Recorded data
— START —

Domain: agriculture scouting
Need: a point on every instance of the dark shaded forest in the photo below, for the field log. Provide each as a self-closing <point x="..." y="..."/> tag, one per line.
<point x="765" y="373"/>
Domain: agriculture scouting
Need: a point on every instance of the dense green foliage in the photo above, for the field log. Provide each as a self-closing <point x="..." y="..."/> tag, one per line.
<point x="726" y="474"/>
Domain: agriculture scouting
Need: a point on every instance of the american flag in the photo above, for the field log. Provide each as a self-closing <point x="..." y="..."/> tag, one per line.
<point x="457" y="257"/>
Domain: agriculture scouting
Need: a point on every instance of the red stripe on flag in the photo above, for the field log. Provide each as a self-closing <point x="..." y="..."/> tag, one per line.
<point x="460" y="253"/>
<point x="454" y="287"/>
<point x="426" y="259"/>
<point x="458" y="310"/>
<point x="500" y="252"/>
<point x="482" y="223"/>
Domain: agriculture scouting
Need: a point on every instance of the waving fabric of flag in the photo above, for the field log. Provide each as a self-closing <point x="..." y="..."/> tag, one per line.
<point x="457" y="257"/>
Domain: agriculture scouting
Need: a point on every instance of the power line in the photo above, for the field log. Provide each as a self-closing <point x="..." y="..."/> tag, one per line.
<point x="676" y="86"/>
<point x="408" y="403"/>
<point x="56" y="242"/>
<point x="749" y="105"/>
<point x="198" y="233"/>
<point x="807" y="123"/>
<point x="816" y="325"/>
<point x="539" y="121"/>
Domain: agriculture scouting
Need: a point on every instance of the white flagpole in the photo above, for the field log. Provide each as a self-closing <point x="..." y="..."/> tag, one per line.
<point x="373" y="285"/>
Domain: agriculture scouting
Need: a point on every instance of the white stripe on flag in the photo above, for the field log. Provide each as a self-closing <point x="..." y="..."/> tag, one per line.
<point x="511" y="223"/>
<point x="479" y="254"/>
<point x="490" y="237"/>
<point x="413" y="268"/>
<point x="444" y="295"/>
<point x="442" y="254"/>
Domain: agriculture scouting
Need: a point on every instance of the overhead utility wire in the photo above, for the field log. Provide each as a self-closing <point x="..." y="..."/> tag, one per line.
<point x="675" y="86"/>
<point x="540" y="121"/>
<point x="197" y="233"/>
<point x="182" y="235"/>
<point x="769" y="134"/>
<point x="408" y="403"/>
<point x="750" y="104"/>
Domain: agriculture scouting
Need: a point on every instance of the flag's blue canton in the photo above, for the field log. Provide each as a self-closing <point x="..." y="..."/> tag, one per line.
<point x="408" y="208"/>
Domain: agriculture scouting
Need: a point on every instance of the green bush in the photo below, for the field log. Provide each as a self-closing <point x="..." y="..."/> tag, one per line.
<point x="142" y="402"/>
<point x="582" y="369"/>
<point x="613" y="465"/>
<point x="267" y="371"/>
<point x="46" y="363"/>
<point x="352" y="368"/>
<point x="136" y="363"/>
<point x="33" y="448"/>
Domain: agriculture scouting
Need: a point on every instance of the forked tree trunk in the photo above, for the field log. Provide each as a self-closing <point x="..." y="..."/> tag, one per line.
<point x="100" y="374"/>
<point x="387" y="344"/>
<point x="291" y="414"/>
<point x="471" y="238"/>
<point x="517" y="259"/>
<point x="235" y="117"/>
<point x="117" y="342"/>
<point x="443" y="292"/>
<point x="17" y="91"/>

— END —

Would you copy out each line exactly as written?

▶ [RESULT BELOW]:
Domain: agriculture scouting
Need: a point on every instance of the dark shaded forest in the photo below, for the field log. Provide each as a self-closing <point x="..." y="..."/> tag, one per line.
<point x="765" y="373"/>
Domain: agriculture scouting
Need: a point on every instance of the dense green foliage in the photo above, for the field log. Provide each as a self-closing <point x="..." y="..."/> tag, one per line.
<point x="726" y="474"/>
Domain: agriculture scouting
Need: a point on every instance of the american flag in the photo above, for the field log. Provide each as a self-closing <point x="..." y="..."/> tag, one per line.
<point x="457" y="257"/>
Domain: agriculture scouting
Need: a point on every instance of the red stripe on flag in the photo above, for the field log. Provide each as a self-closing <point x="..." y="..."/> tag, one per line.
<point x="460" y="253"/>
<point x="454" y="287"/>
<point x="426" y="259"/>
<point x="458" y="310"/>
<point x="500" y="252"/>
<point x="482" y="223"/>
Domain: agriculture scouting
Need: a point on every instance of the waving fabric of flag in the photo above, for the field log. Provide each as a self-closing <point x="..." y="..."/> tag, one per line.
<point x="457" y="257"/>
Domain: agriculture scouting
Need: a point on every instance of the power line in the photo above, for the field log. Provide each as a self-closing <point x="..." y="..."/> tag, one per line.
<point x="676" y="86"/>
<point x="408" y="403"/>
<point x="56" y="242"/>
<point x="749" y="105"/>
<point x="198" y="233"/>
<point x="807" y="123"/>
<point x="816" y="325"/>
<point x="539" y="121"/>
Domain: agriculture scouting
Need: a point on every instance of the white flagpole in the photo above, for the field log. Provide each as a self-closing <point x="..." y="..."/> tag, one per line.
<point x="373" y="285"/>
Domain: agriculture scouting
Need: a point on every instance of the white stripe on flag in the photo above, for the field log. Provide each as a self-closing <point x="..." y="..."/> tag, one per line.
<point x="511" y="223"/>
<point x="479" y="254"/>
<point x="490" y="237"/>
<point x="413" y="268"/>
<point x="444" y="295"/>
<point x="442" y="254"/>
Domain: agriculture scouting
Need: a point on every instance of the overhead utility wire in the photo above, for the field log. Provide each as a self-closing <point x="..." y="..."/> tag, one per line.
<point x="675" y="86"/>
<point x="540" y="121"/>
<point x="197" y="233"/>
<point x="182" y="235"/>
<point x="769" y="134"/>
<point x="408" y="403"/>
<point x="750" y="104"/>
Domain: agriculture scouting
Need: a point on every instance of the flag's blue canton in the photo above, for the field log. Provide each as a self-closing <point x="..." y="..."/> tag, one per line.
<point x="408" y="208"/>
Domain: agriculture scouting
Need: a point on every instance of the green bush in the photo below, for the field log. Provide each as a self-closing <point x="..." y="..."/> tag, one per line.
<point x="142" y="402"/>
<point x="582" y="369"/>
<point x="613" y="465"/>
<point x="267" y="371"/>
<point x="46" y="363"/>
<point x="352" y="368"/>
<point x="136" y="363"/>
<point x="33" y="448"/>
Domain: agriculture scouting
Need: a point on every instance of the forked tree trunk in the photo above, for the field log. Provide each as a self-closing <point x="..." y="..."/> tag, one per line.
<point x="100" y="374"/>
<point x="387" y="344"/>
<point x="291" y="414"/>
<point x="471" y="238"/>
<point x="517" y="259"/>
<point x="235" y="117"/>
<point x="117" y="342"/>
<point x="443" y="292"/>
<point x="17" y="91"/>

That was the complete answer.